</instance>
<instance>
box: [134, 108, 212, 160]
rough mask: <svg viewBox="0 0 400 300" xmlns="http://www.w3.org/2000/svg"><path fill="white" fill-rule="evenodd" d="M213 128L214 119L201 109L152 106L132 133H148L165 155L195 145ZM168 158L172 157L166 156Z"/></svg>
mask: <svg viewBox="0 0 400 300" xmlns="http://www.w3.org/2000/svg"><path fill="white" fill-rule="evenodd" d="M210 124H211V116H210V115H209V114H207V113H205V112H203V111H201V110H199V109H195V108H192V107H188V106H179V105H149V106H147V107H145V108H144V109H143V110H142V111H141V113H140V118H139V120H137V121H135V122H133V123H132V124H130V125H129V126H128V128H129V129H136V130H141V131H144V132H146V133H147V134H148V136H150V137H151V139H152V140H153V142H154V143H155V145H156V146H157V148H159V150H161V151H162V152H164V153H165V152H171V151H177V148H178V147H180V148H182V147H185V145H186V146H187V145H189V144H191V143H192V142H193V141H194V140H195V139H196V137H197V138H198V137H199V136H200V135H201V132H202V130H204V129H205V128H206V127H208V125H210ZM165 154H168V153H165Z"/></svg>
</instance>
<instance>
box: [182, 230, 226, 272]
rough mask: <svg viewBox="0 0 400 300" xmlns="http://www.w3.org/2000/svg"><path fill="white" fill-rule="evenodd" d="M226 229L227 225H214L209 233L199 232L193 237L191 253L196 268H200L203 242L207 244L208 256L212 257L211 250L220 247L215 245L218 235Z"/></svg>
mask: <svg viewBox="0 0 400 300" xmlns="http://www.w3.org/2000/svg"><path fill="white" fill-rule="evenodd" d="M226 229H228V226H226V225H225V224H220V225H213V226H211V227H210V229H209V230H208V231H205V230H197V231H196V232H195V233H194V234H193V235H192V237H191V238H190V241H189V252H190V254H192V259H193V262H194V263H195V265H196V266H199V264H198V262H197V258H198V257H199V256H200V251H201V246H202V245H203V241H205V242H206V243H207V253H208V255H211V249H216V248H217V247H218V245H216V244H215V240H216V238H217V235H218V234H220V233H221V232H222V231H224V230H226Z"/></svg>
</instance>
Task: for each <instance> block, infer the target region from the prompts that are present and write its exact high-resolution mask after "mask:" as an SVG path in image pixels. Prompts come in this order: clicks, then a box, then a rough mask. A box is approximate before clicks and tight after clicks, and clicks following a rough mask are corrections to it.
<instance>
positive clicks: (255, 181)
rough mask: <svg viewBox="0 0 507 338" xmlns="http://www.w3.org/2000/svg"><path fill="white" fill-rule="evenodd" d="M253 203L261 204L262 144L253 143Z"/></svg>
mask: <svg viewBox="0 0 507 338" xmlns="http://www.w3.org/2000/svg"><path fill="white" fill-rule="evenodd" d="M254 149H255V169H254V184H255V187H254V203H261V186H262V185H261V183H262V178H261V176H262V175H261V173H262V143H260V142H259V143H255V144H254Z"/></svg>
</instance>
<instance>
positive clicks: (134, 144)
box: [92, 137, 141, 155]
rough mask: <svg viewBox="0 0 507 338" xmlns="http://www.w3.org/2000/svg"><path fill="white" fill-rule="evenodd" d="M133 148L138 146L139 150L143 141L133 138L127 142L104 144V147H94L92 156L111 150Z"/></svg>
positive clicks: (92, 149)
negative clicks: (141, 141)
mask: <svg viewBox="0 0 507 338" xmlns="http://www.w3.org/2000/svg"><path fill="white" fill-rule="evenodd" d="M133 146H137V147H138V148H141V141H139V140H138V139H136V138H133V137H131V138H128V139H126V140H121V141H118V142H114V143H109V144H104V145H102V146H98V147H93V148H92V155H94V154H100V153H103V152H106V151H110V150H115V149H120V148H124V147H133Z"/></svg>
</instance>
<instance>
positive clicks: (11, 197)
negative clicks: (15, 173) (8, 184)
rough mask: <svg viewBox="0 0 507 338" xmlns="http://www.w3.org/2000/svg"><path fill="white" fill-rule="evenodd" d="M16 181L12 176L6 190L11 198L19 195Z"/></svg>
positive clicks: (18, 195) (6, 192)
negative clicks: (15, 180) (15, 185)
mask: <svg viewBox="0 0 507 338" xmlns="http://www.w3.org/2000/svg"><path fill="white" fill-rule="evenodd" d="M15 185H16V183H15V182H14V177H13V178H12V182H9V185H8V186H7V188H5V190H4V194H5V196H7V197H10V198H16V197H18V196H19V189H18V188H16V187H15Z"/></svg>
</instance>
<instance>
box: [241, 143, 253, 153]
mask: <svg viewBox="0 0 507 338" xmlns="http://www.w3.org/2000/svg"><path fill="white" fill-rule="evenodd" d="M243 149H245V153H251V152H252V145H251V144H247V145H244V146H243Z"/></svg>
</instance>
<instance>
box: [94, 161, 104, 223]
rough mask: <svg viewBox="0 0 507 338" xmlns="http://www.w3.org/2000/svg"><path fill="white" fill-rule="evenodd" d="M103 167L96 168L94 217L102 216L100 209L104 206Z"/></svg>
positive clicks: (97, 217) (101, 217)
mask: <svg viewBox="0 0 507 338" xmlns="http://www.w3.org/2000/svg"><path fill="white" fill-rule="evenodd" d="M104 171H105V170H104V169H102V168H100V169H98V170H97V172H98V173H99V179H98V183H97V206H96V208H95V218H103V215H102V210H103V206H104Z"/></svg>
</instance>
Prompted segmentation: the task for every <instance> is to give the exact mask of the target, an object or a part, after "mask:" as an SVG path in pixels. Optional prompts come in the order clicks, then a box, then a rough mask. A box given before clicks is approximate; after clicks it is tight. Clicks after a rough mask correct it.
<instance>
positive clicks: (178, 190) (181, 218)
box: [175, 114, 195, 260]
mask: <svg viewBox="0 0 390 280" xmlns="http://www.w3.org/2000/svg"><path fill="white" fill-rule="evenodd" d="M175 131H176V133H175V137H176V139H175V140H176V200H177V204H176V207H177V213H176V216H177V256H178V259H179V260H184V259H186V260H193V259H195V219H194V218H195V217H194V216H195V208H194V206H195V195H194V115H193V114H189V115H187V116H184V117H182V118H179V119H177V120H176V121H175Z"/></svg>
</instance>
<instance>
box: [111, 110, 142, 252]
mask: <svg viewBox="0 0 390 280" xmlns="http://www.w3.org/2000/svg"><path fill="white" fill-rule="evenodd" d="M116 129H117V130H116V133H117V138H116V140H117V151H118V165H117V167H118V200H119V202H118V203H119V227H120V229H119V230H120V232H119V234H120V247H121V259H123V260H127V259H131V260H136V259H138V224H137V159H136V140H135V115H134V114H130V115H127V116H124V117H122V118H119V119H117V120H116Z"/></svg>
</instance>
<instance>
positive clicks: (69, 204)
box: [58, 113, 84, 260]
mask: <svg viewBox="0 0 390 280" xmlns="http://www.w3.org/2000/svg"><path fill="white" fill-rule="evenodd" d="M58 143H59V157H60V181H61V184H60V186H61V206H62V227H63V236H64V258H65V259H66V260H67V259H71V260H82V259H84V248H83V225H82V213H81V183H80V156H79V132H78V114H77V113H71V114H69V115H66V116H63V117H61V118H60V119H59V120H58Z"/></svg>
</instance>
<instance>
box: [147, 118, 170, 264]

▶ WORK TO COMPLETE
Repeat each entry exactly, so that nothing in the listing is lost.

▶ PROBLEM SOLUTION
</instance>
<instance>
box: [134, 108, 212, 160]
rough mask: <svg viewBox="0 0 400 300" xmlns="http://www.w3.org/2000/svg"><path fill="white" fill-rule="evenodd" d="M213 128L214 119L201 109L152 106L132 133H148L165 155L195 145ZM168 158L172 157L166 156Z"/></svg>
mask: <svg viewBox="0 0 400 300" xmlns="http://www.w3.org/2000/svg"><path fill="white" fill-rule="evenodd" d="M210 124H211V116H210V115H209V114H207V113H205V112H203V111H201V110H199V109H195V108H192V107H188V106H179V105H149V106H147V107H145V108H144V109H143V110H142V111H141V113H140V118H139V120H137V121H135V122H133V123H132V124H130V125H129V126H128V128H129V129H136V130H141V131H144V132H146V133H147V134H148V136H150V137H151V139H152V140H153V142H154V143H155V145H156V146H157V148H159V150H161V151H162V152H164V153H165V152H171V151H177V148H178V147H180V148H182V147H185V145H186V146H187V145H189V144H191V143H192V142H193V141H194V140H195V139H196V137H197V138H198V137H199V136H200V135H201V132H202V130H204V129H205V128H206V127H208V125H210ZM165 154H168V153H165Z"/></svg>
</instance>
<instance>
box: [182, 230, 226, 272]
rough mask: <svg viewBox="0 0 400 300" xmlns="http://www.w3.org/2000/svg"><path fill="white" fill-rule="evenodd" d="M226 229L227 225H214L209 233L199 232L193 237L191 253L196 268H200L203 242L207 244L208 256L212 257L211 250L220 247L215 245L218 235Z"/></svg>
mask: <svg viewBox="0 0 400 300" xmlns="http://www.w3.org/2000/svg"><path fill="white" fill-rule="evenodd" d="M226 229H228V226H226V225H225V224H220V225H213V226H211V227H210V229H209V230H208V231H205V230H197V231H196V232H195V233H194V234H193V235H192V237H191V238H190V241H189V252H190V254H192V259H193V262H194V263H195V265H196V266H199V264H198V262H197V258H198V257H199V256H200V251H201V246H202V245H203V241H205V242H206V243H207V253H208V255H211V249H216V248H217V247H218V245H216V244H215V240H216V238H217V235H218V234H220V233H221V232H222V231H224V230H226Z"/></svg>
</instance>
Task: for each <instance> block, infer the target region from the prompts that are present and write its exact high-resolution mask after "mask:" as an SVG path in image pixels. Prompts come in this order: clicks, then a box, then a rough mask. A box is approximate before clicks and tight after clicks, and clicks following a rough mask are corrections to it.
<instance>
positive clicks: (255, 181)
rough mask: <svg viewBox="0 0 507 338" xmlns="http://www.w3.org/2000/svg"><path fill="white" fill-rule="evenodd" d="M253 203L261 204L262 144L253 143Z"/></svg>
mask: <svg viewBox="0 0 507 338" xmlns="http://www.w3.org/2000/svg"><path fill="white" fill-rule="evenodd" d="M254 149H255V169H254V184H255V187H254V203H261V186H262V185H261V183H262V178H261V176H262V175H261V173H262V143H260V142H259V143H255V144H254Z"/></svg>
</instance>
<instance>
positive clicks: (134, 144)
box: [92, 137, 141, 155]
rough mask: <svg viewBox="0 0 507 338" xmlns="http://www.w3.org/2000/svg"><path fill="white" fill-rule="evenodd" d="M133 148L138 146L139 150L143 141L133 138L127 142L104 144V147H94L92 156L111 150Z"/></svg>
positive clicks: (92, 149)
negative clicks: (141, 141)
mask: <svg viewBox="0 0 507 338" xmlns="http://www.w3.org/2000/svg"><path fill="white" fill-rule="evenodd" d="M133 146H137V147H138V148H141V141H139V140H138V139H136V138H133V137H131V138H128V139H126V140H121V141H118V142H114V143H109V144H104V145H102V146H98V147H93V148H92V155H94V154H100V153H103V152H106V151H110V150H115V149H120V148H124V147H133Z"/></svg>
</instance>
<instance>
positive clicks: (11, 197)
negative clicks: (15, 173) (8, 184)
rough mask: <svg viewBox="0 0 507 338" xmlns="http://www.w3.org/2000/svg"><path fill="white" fill-rule="evenodd" d="M16 181L12 176L6 190L11 198L19 195Z"/></svg>
positive clicks: (18, 195) (6, 192)
negative clicks: (15, 180) (15, 185)
mask: <svg viewBox="0 0 507 338" xmlns="http://www.w3.org/2000/svg"><path fill="white" fill-rule="evenodd" d="M15 185H16V183H15V182H14V177H13V178H12V182H9V185H8V186H7V188H5V190H4V194H5V196H7V197H10V198H16V197H18V196H19V189H18V188H16V187H15Z"/></svg>
</instance>
<instance>
box: [241, 143, 253, 153]
mask: <svg viewBox="0 0 507 338" xmlns="http://www.w3.org/2000/svg"><path fill="white" fill-rule="evenodd" d="M243 149H245V153H251V152H252V145H251V144H247V145H244V146H243Z"/></svg>
</instance>
<instance>
box: [94, 161, 104, 223]
rough mask: <svg viewBox="0 0 507 338" xmlns="http://www.w3.org/2000/svg"><path fill="white" fill-rule="evenodd" d="M103 167L96 168L94 217L102 216L100 209L104 206Z"/></svg>
positive clicks: (97, 217) (101, 217)
mask: <svg viewBox="0 0 507 338" xmlns="http://www.w3.org/2000/svg"><path fill="white" fill-rule="evenodd" d="M104 171H105V170H104V169H102V168H100V169H98V170H97V172H98V173H99V179H98V183H97V206H96V208H95V218H103V215H102V210H103V206H104Z"/></svg>
</instance>
Prompted segmentation: the task for every <instance> is to give the exact mask of the target, an object or a part, after "mask:" as an SVG path in pixels. Optional prompts come in the order clicks, then a box, then a rough mask. A box given before clicks is approximate; after clicks it is tight. Clicks after a rough mask correct it.
<instance>
positive clicks: (178, 190) (181, 218)
box: [175, 114, 195, 260]
mask: <svg viewBox="0 0 390 280" xmlns="http://www.w3.org/2000/svg"><path fill="white" fill-rule="evenodd" d="M175 131H176V133H175V137H176V139H175V140H176V200H177V204H176V207H177V213H176V216H177V256H178V259H179V260H184V259H186V260H193V259H195V219H194V218H195V217H194V216H195V208H194V206H195V195H194V115H193V114H189V115H187V116H184V117H182V118H179V119H177V120H176V121H175Z"/></svg>
</instance>
<instance>
box: [111, 110, 142, 252]
mask: <svg viewBox="0 0 390 280" xmlns="http://www.w3.org/2000/svg"><path fill="white" fill-rule="evenodd" d="M116 129H117V130H116V133H117V138H116V140H117V151H118V165H117V167H118V200H119V202H118V203H119V227H120V229H119V230H120V232H119V234H120V247H121V259H123V260H127V259H131V260H136V259H138V224H137V159H136V140H135V115H134V114H130V115H127V116H124V117H122V118H119V119H117V120H116Z"/></svg>
</instance>
<instance>
positive clicks: (69, 204)
box: [58, 113, 84, 260]
mask: <svg viewBox="0 0 390 280" xmlns="http://www.w3.org/2000/svg"><path fill="white" fill-rule="evenodd" d="M58 143H59V157H60V181H61V184H60V186H61V206H62V227H63V236H64V258H65V259H66V260H67V259H71V260H82V259H84V248H83V225H82V213H81V183H80V156H79V132H78V114H77V113H71V114H69V115H66V116H63V117H61V118H60V119H59V120H58Z"/></svg>
</instance>
<instance>
box: [147, 118, 170, 264]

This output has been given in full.